== EXERCISE BRIEF ==
Print all of the data exactly.

··· RECORDS SUPPLIED ···

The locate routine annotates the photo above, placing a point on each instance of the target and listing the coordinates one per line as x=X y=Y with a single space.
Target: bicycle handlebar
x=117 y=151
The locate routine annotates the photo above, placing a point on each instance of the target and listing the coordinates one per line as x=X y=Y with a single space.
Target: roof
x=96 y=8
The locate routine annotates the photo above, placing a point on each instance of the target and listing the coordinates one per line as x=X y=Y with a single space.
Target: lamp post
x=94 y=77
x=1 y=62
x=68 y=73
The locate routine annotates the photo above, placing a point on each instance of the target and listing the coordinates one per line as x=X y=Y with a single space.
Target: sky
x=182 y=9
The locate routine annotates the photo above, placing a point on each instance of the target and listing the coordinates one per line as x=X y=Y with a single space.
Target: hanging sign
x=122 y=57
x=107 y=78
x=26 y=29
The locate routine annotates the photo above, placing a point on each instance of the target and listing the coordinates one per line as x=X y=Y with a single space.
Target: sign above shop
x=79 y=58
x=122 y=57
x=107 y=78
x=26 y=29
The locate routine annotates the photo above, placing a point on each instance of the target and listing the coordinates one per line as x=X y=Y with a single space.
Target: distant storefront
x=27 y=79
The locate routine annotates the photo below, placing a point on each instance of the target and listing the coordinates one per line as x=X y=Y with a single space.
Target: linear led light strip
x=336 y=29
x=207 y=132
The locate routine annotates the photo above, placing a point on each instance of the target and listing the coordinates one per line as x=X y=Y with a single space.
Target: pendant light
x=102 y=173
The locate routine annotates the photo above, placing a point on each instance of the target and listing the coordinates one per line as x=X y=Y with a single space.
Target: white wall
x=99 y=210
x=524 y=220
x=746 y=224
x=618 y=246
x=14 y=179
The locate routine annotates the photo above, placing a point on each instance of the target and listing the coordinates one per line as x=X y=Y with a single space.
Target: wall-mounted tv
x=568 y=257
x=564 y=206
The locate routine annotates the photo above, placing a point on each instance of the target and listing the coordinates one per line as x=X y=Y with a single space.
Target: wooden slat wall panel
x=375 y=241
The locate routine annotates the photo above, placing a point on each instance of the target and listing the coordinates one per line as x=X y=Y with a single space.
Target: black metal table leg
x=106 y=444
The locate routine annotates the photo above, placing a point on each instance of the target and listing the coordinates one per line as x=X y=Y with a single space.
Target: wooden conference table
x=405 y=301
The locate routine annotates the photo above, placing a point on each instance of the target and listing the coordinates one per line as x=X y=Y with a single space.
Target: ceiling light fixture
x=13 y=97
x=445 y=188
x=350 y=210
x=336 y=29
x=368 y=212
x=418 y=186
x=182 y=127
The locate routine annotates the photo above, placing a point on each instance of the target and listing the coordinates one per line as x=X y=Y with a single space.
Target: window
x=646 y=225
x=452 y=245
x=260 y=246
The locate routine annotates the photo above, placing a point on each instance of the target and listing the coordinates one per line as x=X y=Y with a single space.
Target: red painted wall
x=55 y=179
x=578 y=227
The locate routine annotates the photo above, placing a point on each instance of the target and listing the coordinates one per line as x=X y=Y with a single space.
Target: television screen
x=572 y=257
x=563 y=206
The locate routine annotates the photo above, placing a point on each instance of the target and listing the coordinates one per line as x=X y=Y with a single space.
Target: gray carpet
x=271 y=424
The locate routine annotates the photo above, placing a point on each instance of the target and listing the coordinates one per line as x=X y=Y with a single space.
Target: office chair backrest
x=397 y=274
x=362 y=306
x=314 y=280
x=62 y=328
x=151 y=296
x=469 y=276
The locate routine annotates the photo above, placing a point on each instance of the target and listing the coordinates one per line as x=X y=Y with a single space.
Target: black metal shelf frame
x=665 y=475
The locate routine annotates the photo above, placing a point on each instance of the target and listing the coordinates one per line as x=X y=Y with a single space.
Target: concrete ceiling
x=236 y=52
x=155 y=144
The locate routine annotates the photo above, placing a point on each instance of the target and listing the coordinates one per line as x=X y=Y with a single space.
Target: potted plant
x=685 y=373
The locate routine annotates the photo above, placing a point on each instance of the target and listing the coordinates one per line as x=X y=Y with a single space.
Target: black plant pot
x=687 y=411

···

== RESULT OF THIS TASK ==
The locate routine annotates the photo above, placing a point on each instance of the target and listing the coordinates one per line as x=X y=Y with a single space.
Target: bicycle handlebar
x=117 y=151
The locate routine annotates the photo above, placing a point on each instance of the target and listing the coordinates one per line as x=X y=Y with a single space.
Target: roof
x=96 y=8
The locate routine annotates the photo above, placing a point on each instance of the target and listing the coordinates one per line as x=X y=Y with a single space.
Target: lamp post
x=94 y=77
x=1 y=62
x=68 y=73
The locate routine annotates the photo above, placing a point on each instance of the target and listing the coordinates one per line as x=X y=Y with a single space.
Target: sky
x=182 y=9
The locate routine annotates the photo above, placing a point on each instance of the target and listing the coordinates one per line as x=X y=Y with a single space.
Target: hanging sign
x=122 y=57
x=107 y=78
x=26 y=29
The locate routine annotates the photo above, placing a point on each instance of the target and listing the coordinates one per line as x=X y=Y with a single space.
Target: sign above shop
x=79 y=58
x=122 y=57
x=107 y=78
x=26 y=29
The locate routine annotates the photo above, placing a point on each instance of the target and listing the coordinates one per line as x=X y=Y with a single space.
Target: distant storefront
x=27 y=79
The locate routine annotates the photo below, placing a point on each instance of the target and listing the coordinates one per line as x=X y=Y with a single space.
Target: linear led light strip
x=336 y=29
x=207 y=132
The locate routine annotates the photo above, placing a point on each instance of the target and listing the coordinates one per line as x=X y=Y with a single space.
Target: pendant light
x=102 y=173
The locate routine annotates the photo above, placing a point on each instance of the target and listing the coordinates one per line as x=X y=Y with a single space.
Target: white wall
x=99 y=210
x=524 y=220
x=746 y=224
x=618 y=246
x=14 y=179
The locate routine annotates the photo above, placing a point on each instance of the target and listing the coordinates one per line as x=X y=Y with a single space.
Target: wall-mounted tv
x=568 y=257
x=564 y=206
The locate routine annotates the photo above, placing a point on each instance of the target and listing the coordinates one per line as x=X y=Y with a single space.
Target: wooden slat wall panel
x=375 y=241
The locate routine annotates the photo above, placing a point on each instance of the target and listing the coordinates one per line as x=X y=Y with a single space.
Target: black metal table leg
x=106 y=444
The locate routine annotates the photo above, placing a point on each instance of the target and listing the coordinates one per line as x=X y=Y with a single space.
Target: wooden conference table
x=405 y=301
The locate routine annotates the photo above, placing a point on each instance of the target and listing the coordinates one per line as x=X y=Y with a single space.
Target: ceiling light fixture
x=13 y=97
x=445 y=188
x=350 y=210
x=336 y=29
x=368 y=212
x=418 y=186
x=182 y=127
The locate routine annotates the photo above, placing a point on each instance of the target and listing the coordinates one per line as x=X y=Y with a single space.
Target: window
x=646 y=225
x=452 y=245
x=260 y=246
The locate routine annotates the photo above, placing a point on each instance of the target and listing the coordinates one per line as x=X y=Y with a single space.
Target: red painted wall
x=55 y=179
x=578 y=227
The locate routine annotates the photo above, placing a point on each instance of the target and listing the coordinates one per line as x=X y=Y with a single space.
Target: television screen
x=572 y=257
x=563 y=206
The locate routine annotates the photo above, placing a point on each instance of the target and listing the coordinates one per line as x=X y=Y with a single space.
Target: gray carpet
x=271 y=424
The locate routine annotates the photo above, placing a point on each instance of the target and listing the coordinates one per line as x=X y=Y with a single space.
Target: office chair backrest
x=397 y=274
x=362 y=306
x=314 y=280
x=62 y=328
x=151 y=296
x=469 y=276
The locate routine annotates the photo above, placing a point on each instance of the target and listing the coordinates one per line as x=X y=Y with a single space.
Target: black metal shelf frame
x=665 y=475
The locate routine annotates the photo above, placing a point on each instance of the target and listing the coordinates one per line as x=X y=Y with a single space.
Target: concrete ceiling
x=236 y=52
x=155 y=144
The locate routine annotates the photo above, placing a point on each instance of the target and listing the coordinates one per line as x=X y=Y with a single space.
Target: potted plant
x=685 y=373
The locate routine annotates the photo above, placing a point on each instance of the target and listing the coordinates one per line as x=X y=Y with a single space.
Target: black plant pot
x=687 y=411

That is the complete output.